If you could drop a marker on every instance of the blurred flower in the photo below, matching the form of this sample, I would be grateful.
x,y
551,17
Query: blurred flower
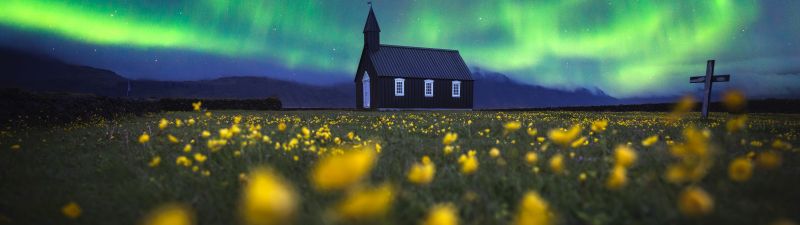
x,y
617,178
364,203
531,157
144,138
442,214
155,161
734,100
740,169
494,152
337,172
71,210
649,141
266,199
599,125
170,214
768,160
422,173
196,105
564,138
533,210
624,156
694,201
511,127
557,163
449,138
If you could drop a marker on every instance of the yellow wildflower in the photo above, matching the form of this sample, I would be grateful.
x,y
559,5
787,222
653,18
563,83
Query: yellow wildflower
x,y
366,203
531,157
617,179
649,141
266,199
564,138
740,169
533,210
338,172
768,160
494,153
624,156
71,210
144,138
170,214
155,161
694,201
422,173
557,163
599,125
511,127
200,158
196,105
449,138
442,214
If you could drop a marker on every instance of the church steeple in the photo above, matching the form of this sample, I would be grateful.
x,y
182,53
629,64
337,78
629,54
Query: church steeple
x,y
372,36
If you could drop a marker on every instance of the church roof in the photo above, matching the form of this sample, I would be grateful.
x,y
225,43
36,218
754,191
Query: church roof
────────────────────────────────────────
## Auszuführende Anweisungen
Stelle die Zeilen als JSON-Liste von Zeichenketten dar, eine Zeichenkette pro Zeile und ohne Leerzeilen. Beginne bei der Zeile mit "the church steeple" und ende mit der letzten Zeile der Einträge.

## Lösung der Aufgabe
[
  "If you could drop a marker on every instance of the church steeple in the photo above, matching the form of this sample, I would be grateful.",
  "x,y",
  "182,53",
  "629,64",
  "337,78",
  "629,54",
  "Query: church steeple",
  "x,y",
  "372,36",
  "If you could drop a marker on every instance of the church roof in the photo above, matching the form of this sample, I would be grateful.",
  "x,y",
  "225,43",
  "36,218",
  "754,191",
  "Query: church roof"
]